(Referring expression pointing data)
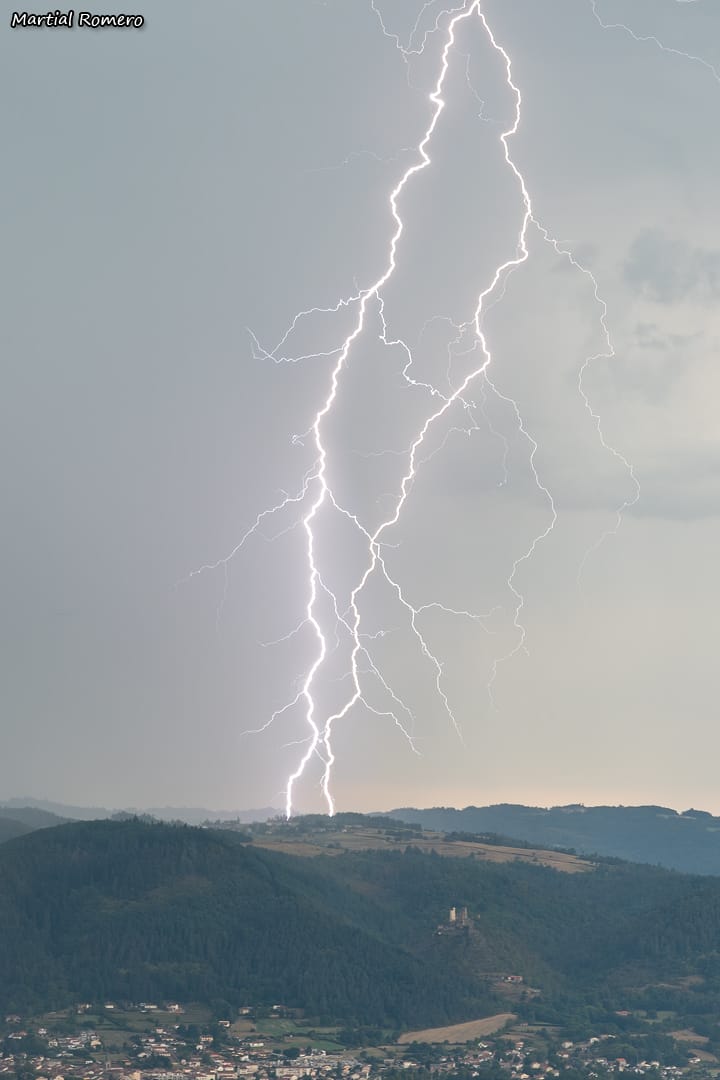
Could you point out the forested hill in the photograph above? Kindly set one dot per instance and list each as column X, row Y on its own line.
column 128, row 910
column 687, row 841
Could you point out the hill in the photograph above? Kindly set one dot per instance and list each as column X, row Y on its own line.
column 130, row 910
column 10, row 828
column 687, row 841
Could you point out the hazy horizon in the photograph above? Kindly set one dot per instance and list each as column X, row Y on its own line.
column 174, row 197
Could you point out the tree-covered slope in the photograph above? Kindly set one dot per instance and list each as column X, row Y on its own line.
column 130, row 910
column 687, row 841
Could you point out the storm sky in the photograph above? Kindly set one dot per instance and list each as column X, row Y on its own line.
column 172, row 189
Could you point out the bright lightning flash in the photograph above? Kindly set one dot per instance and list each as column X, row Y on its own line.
column 315, row 493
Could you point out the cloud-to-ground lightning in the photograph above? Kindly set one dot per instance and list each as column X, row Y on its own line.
column 315, row 494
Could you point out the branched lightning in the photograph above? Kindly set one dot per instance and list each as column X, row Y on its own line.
column 315, row 495
column 655, row 41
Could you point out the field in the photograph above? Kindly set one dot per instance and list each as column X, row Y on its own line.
column 459, row 1033
column 367, row 839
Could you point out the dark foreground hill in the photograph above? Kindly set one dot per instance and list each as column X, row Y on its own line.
column 687, row 841
column 127, row 910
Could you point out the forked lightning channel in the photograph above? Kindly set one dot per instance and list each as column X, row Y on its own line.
column 315, row 494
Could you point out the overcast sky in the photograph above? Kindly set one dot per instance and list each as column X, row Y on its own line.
column 166, row 191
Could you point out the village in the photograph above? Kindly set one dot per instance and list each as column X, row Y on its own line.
column 172, row 1049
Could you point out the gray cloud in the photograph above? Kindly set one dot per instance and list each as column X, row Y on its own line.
column 666, row 269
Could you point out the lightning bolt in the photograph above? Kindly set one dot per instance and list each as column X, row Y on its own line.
column 640, row 38
column 315, row 494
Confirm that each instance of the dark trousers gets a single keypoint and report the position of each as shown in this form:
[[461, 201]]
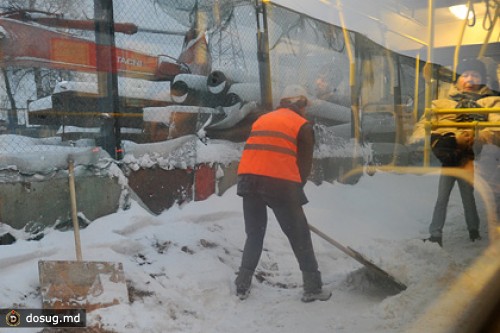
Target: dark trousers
[[292, 221], [444, 190]]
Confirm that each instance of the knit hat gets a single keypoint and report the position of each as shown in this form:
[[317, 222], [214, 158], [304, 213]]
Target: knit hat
[[472, 65]]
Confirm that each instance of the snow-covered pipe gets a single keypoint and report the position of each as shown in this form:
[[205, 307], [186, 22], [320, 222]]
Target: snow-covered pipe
[[188, 88], [242, 92], [331, 111], [219, 82]]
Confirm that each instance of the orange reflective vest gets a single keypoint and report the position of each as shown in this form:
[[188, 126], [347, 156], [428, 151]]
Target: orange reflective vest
[[271, 148]]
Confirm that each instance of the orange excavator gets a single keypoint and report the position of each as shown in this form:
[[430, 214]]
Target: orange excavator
[[26, 40]]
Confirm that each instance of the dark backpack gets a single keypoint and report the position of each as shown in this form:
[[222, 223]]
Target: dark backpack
[[445, 148]]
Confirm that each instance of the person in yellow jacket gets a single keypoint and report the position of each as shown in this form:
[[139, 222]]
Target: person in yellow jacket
[[456, 147], [274, 167]]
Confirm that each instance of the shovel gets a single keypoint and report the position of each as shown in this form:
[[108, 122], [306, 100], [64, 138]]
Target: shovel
[[80, 284], [379, 272]]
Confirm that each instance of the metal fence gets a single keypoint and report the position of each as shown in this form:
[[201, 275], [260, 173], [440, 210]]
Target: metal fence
[[159, 69]]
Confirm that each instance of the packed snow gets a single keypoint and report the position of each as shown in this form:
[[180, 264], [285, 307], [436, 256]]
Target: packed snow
[[180, 265]]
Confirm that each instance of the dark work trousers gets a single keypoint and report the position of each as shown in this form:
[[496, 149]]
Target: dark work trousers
[[292, 221], [444, 190]]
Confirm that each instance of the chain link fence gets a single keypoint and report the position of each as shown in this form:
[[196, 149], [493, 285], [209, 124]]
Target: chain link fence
[[183, 66]]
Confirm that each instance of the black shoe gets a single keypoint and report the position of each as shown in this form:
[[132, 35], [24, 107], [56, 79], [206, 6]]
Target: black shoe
[[474, 235], [435, 239], [242, 293], [322, 295]]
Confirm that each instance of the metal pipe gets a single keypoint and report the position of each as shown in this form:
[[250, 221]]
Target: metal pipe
[[459, 44], [429, 81], [415, 92], [482, 51]]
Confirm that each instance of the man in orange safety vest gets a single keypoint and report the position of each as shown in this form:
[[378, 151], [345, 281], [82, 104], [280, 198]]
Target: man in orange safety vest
[[274, 167]]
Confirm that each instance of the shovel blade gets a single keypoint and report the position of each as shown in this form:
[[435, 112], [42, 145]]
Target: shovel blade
[[81, 284]]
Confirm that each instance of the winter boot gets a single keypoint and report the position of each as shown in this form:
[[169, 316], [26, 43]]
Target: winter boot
[[313, 289], [474, 235], [243, 282], [435, 239]]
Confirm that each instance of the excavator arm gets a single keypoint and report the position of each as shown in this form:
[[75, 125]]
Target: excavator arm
[[27, 44]]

▶ [What the task requires]: Without the pictures, give every line above again exactly.

▶ [Response box]:
Could you point out the forested hill in the photograph above? Kindly set one dot per instance and list each as column X, row Y on its own line.
column 128, row 910
column 687, row 841
Could you point out the hill in the photograph above? Kindly set one dot per instance and list each as column X, row Y on its own line.
column 130, row 910
column 10, row 828
column 687, row 841
Could you point out the hazy horizon in the photograph above? Kindly set one dot per instance and list each as column X, row Y on its own line.
column 174, row 197
Could you point out the tree-covered slope in the photograph above? Kindly set one dot per instance and list each as column X, row Y on its own line.
column 130, row 910
column 687, row 841
Could you point out the storm sky in the photograph above? Kindly set one dot per instance and list each as column X, row Y on its own line.
column 172, row 189
Could you point out the bright lightning flash in the photograph above? Kindly set one dot per instance and list each as column X, row Y on its own line.
column 315, row 493
Could you point out the cloud-to-ground lightning in the photograph above? Kindly set one dot per instance and list each as column X, row Y on its own line.
column 315, row 494
Could you point out the branched lightning in the photograph above? Kindly set one dot per instance and list each as column X, row Y on its own line.
column 315, row 495
column 655, row 41
Could you point out the field in the photograph above? Kindly set one dot per instance and list each as column X, row Y on its own line.
column 459, row 1033
column 367, row 839
Could you point out the dark foreground hill in the photograph above? Kindly set one dot per instance and list each as column X, row Y on its own line.
column 687, row 841
column 127, row 910
Could you point out the forked lightning channel in the photograph above? Kindly set one dot per instance and list each as column X, row Y on its own line.
column 315, row 494
Could you point out the overcast sky in the photograph above? Kindly set one dot per instance and list each as column X, row Y on its own line.
column 166, row 191
Could you point out the village in the photograph above? Kindly set one dot per instance and list each as column X, row Y on its own line.
column 172, row 1049
Could you point out the gray cloud in the photograph above? Kindly set one dot per instance and list each as column X, row Y on its own line.
column 666, row 269
Could you point out the lightning bolt in the photograph above? Kindly set one dot per instance and list each as column X, row Y on its own line.
column 640, row 38
column 315, row 494
Confirm that each instance of the dark trousers gets a single keypoint and report the position of each as shown in this form:
[[461, 201]]
Target: dark trousers
[[292, 221], [444, 190]]
Confirm that each instance of the knit hat gets a single keypoint and report the position of each as shown in this form:
[[317, 222], [214, 158], [304, 213]]
Target: knit hat
[[472, 65]]
Confirm that each instance of the snow-covered pipe gets a single keypoint and report the position of each as shown in this form:
[[205, 307], [186, 22], [320, 222]]
Target: snow-covered pipe
[[188, 88], [242, 92], [331, 111], [219, 82]]
Confirm that each instance of the orange reflective vest gets a single keypoint and report the position of each as shown in this form:
[[188, 126], [347, 156], [428, 151]]
Target: orange reflective vest
[[271, 148]]
Confirm that each instance of the orange excavator gets a single keypoint and report the position of each as shown in this form:
[[430, 214]]
Target: orange excavator
[[26, 40]]
Confirm that each instance of the dark backpack gets a single keypoint and report the position of each as shown in this form:
[[222, 223]]
Target: dark backpack
[[445, 148]]
Confirm that each instance of the person in yellow jacket gets a single keypoint and report the position of each as shown in this form:
[[139, 222]]
Target: person in yellow jacket
[[456, 147], [274, 167]]
Confirm that each instance of the shovel gets a single keypoint and report the position of each as shown in this form:
[[108, 122], [306, 100], [64, 138]]
Target: shovel
[[80, 284], [379, 272]]
Confirm that each instance of the metal fence gets a single keypoint and report the position of each as shown in this form:
[[201, 275], [260, 173], [440, 210]]
Target: metal fence
[[159, 69]]
Confirm that each instance of the packed snow gets a single keypoint and report the position of each as shown in this form:
[[180, 264], [285, 307], [436, 256]]
Target: packed snow
[[180, 265]]
Confirm that each instance of the dark work trousers gets a single keypoint and report the position of each as shown in this form:
[[496, 149]]
Target: dark work trousers
[[292, 221], [444, 190]]
Confirm that each instance of the chain link fence gets a single keypoint and report the position of each as shown in this form:
[[196, 149], [493, 285], [209, 124]]
Target: chain link fence
[[183, 66]]
Confirm that each instance of the black shoe gets a single keypoint and report the position of each as shown in this form:
[[132, 35], [24, 107], [56, 79], [206, 6]]
Target: black shoe
[[474, 235], [435, 239], [242, 293], [322, 295]]
Confirm that each instance of the metal pipe gets a single keypoint and report the position of each as shown in this form:
[[250, 221]]
Target: metal pipe
[[459, 44], [429, 81], [415, 92], [482, 51]]
Confirm that each instance of the man in orange safety vest gets a single keypoint and report the position of each as shown in this form:
[[378, 151], [345, 281], [82, 104], [280, 198]]
Target: man in orange safety vest
[[274, 167]]
Confirm that each instance of the shovel blade gets a single keypoint and report the position of each as shown in this form:
[[435, 112], [42, 145]]
Target: shovel blade
[[81, 284]]
Confirm that each instance of the winter boot gets a single keypoint and report the position of each as shown in this form:
[[169, 316], [26, 43]]
Target: winter boot
[[313, 289], [474, 235], [243, 282], [435, 239]]
Confirm that each instance of the excavator arm gets a single keypoint and report the position of each as shown in this form:
[[75, 125]]
Target: excavator arm
[[27, 44]]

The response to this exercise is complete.